▸ Task to complete
Reproduce the text of the offshore drilling letter between "The offshore oil" and "dangerous climate disasters.", inclusive, with no changes to its wording.

▸ Passage for review
════

Business Alliance For Protecting The Atlantic Coast
Joint biz letter logos
Coastal Business Alliances Across the Country Urge President Biden to Schedule No New Leases in Upcoming Plan for Offshore Drilling
June 21, 2022 - By: - In: BAPAC Blog - Comments Off on Coastal Business Alliances Across the Country Urge President Biden to Schedule No New Leases in Upcoming Plan for Offshore Drilling
The Business Alliance for Protecting the Atlantic Coast joined the Business Alliance for Protecting the Pacific Coast, the Florida Gulf Coast Business Coalition, Environmental Entrepreneurs, and the Surf Industry Members Association to send a joint letter to President Biden

 

Joint Business Alliance Letter to President Biden on Upcoming Release of 5-Year Plan Proposed Program

 

Dear President Biden,

We represent thousands of coastal businesses and entrepreneurs that generate billions of dollars in 
annual economic activity throughout the country. Our members understand that offshore oil 
drilling anywhere presents significant economic risk everywhere, and we are calling on you to 
release a five-year plan for the U.S. Outer Continental Shelf (OCS) that schedules no new lease
sales for oil and gas activities.

The offshore oil and gas leasing program has a direct impact on the thousands of business owners 
and hundreds of thousands of jobs that power our coastal economy. Healthy coasts are the lifeblood 
of our economy and the backbone of countless small businesses that depend on ocean tourism for 
steady revenue. Our businesses rely on a clean ocean to facilitate sustainable economic activity in 
hotels, restaurants, recreation, real estate, fishing, and so much more. In fact, America’s clean
coastal economy supports around 3.3 million American jobs and $250 billion in GDP. Activities 
such as tourism, recreation, and fishing make our communities vibrant and prosperous, but they
must be protected from toxic oil spills and increasingly dangerous climate disasters.

Year after year, the oil and gas industry tell us that they are committed to safety and preventing oil 
spill disasters, yet disasters continue to occur. The oil and gas industry has failed to protect us from 
their dangerous practices. Communities in the Gulf of Mexico are still struggling with the impacts 
of the BP Deepwater Horizon disaster, and Southern California shut down some of its busiest 
beaches and fisheries last year due to a toxic oil spill. The threat offshore drilling poses to our 
communities is a risk our economies cannot afford, and it is time to end this practice once and for 
all and protect our coasts.

The BP Deepwater Horizon disaster made it clear: Oil spills do not respect state boundaries. When 
the rig exploded off the coast of Louisiana, hundreds of miles away from Florida’s coast, Floridians 
were told not to worry. But tar balls soon washed up on their shores, followed up by a flood of 
cancelled reservations and temporarily closed storefronts. The Deepwater Horizon oil spill cost the recreation industry more than $500 million and more than 10 million user-days of beach, 
fishing, and boating activity. Following the disaster, fisheries closed and demand for Gulf seafood 
plummeted, costing the seafood industry nearly $1 billion. And the impacts hit housing markets 
across the region as a decline in prices between 4% and 8% lasted for at least five years.

════

▸ Data supplied
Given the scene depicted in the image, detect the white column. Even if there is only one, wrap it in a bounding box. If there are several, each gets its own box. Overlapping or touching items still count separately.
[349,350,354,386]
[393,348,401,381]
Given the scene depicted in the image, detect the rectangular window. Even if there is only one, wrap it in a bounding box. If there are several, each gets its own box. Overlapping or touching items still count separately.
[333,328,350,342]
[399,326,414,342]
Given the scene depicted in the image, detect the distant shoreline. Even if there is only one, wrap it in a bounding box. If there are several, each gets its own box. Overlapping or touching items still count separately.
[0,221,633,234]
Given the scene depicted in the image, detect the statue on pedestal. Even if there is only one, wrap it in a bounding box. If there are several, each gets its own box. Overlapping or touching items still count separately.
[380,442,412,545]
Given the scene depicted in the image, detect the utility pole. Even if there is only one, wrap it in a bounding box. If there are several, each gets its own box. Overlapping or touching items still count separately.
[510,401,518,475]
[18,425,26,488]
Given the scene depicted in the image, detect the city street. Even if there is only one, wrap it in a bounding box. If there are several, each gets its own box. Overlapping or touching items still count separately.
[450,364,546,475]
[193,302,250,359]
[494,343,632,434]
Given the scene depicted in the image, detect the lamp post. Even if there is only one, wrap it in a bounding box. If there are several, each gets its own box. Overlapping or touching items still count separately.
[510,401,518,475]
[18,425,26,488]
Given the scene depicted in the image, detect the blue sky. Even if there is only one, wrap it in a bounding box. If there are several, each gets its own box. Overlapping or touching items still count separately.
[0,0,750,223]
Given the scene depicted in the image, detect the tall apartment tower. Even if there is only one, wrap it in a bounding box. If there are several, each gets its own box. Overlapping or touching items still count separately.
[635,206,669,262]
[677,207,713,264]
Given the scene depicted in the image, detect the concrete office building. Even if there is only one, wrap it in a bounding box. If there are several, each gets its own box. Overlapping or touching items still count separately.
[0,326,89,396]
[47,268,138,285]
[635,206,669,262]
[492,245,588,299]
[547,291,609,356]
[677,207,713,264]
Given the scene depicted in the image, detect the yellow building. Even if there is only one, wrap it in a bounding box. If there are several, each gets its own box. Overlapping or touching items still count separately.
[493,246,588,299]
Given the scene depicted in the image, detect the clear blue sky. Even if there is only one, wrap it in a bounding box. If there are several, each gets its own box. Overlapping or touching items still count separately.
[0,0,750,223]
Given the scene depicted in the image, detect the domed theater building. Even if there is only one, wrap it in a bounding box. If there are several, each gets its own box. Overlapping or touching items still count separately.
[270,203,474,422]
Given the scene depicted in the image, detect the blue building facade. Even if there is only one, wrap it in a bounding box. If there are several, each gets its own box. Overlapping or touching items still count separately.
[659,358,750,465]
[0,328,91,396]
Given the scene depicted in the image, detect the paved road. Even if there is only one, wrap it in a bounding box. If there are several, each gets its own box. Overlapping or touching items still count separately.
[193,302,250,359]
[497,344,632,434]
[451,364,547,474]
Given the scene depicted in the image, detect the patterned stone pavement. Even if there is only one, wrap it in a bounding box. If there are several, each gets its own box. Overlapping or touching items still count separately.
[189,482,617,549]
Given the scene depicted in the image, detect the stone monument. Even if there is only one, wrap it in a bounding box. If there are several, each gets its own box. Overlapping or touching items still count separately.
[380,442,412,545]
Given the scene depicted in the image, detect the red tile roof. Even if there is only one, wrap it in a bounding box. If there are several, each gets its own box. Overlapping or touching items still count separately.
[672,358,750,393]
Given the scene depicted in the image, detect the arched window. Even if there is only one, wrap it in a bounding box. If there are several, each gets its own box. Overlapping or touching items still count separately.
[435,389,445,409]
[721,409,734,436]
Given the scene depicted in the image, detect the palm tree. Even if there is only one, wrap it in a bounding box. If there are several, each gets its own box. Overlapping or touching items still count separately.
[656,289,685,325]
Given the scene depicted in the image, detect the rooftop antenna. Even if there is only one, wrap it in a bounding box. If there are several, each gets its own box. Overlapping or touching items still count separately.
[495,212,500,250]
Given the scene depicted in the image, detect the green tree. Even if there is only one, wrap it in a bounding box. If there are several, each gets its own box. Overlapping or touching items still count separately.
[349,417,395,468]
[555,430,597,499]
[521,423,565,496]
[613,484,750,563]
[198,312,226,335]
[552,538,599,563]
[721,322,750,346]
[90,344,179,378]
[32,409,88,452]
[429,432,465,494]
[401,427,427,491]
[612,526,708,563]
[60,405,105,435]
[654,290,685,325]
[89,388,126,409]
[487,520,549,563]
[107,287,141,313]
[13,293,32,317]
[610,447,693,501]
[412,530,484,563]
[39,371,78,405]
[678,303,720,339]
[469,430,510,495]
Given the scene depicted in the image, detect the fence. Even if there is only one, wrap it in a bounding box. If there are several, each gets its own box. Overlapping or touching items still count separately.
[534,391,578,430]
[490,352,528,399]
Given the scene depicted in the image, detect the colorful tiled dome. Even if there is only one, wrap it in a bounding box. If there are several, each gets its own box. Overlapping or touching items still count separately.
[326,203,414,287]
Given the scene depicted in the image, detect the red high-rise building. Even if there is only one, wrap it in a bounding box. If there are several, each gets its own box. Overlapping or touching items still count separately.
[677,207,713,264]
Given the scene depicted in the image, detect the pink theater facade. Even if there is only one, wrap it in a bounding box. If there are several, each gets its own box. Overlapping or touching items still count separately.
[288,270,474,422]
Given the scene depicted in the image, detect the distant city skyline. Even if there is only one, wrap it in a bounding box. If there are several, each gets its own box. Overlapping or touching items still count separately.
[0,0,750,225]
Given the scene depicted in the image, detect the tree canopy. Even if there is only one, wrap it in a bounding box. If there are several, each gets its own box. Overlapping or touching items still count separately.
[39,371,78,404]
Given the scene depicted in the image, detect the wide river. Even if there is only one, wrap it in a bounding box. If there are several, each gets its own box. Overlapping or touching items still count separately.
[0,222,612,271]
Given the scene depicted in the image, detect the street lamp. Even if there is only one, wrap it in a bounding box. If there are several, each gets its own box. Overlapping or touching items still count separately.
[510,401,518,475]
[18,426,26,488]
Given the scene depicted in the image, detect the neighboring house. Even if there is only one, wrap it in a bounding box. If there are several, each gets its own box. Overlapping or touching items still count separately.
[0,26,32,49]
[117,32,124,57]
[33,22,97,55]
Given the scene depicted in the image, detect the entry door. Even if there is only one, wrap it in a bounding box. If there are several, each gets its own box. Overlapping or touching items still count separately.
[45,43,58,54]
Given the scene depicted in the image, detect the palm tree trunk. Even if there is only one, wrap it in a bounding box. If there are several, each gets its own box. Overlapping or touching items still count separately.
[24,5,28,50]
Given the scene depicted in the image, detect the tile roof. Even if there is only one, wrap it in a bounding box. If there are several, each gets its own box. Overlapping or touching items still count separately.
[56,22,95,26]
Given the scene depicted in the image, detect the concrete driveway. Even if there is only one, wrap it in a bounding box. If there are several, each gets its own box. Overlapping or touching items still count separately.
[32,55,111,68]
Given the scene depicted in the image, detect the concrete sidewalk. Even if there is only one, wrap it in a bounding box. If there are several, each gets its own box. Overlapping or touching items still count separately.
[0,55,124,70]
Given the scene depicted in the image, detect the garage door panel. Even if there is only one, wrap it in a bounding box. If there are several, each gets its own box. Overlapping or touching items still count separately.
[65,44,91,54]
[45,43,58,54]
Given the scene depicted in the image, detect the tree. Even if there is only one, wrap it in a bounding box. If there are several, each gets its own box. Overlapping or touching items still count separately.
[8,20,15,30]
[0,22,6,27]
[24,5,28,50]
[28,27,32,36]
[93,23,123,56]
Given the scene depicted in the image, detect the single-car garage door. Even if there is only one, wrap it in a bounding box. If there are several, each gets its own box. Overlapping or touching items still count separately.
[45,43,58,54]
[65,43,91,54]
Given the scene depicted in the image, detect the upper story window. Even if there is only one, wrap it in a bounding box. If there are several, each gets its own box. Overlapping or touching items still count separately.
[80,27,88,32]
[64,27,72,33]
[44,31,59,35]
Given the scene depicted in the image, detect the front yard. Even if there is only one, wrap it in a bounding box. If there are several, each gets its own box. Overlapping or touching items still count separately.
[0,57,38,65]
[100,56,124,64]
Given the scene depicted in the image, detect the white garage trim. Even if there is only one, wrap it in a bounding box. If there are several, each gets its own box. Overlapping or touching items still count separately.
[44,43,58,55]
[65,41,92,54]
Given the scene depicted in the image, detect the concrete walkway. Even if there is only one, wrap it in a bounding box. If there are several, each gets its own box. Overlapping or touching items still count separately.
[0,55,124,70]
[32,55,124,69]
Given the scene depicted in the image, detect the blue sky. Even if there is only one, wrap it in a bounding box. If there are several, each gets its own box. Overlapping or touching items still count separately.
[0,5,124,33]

════

▸ Answer for this exercise
The offshore oil and gas leasing program has a direct impact on the thousands of business owners 
and hundreds of thousands of jobs that power our coastal economy. Healthy coasts are the lifeblood 
of our economy and the backbone of countless small businesses that depend on ocean tourism for 
steady revenue. Our businesses rely on a clean ocean to facilitate sustainable economic activity in 
hotels, restaurants, recreation, real estate, fishing, and so much more. In fact, America’s clean
coastal economy supports around 3.3 million American jobs and $250 billion in GDP. Activities 
such as tourism, recreation, and fishing make our communities vibrant and prosperous, but they
must be protected from toxic oil spills and increasingly dangerous climate disasters.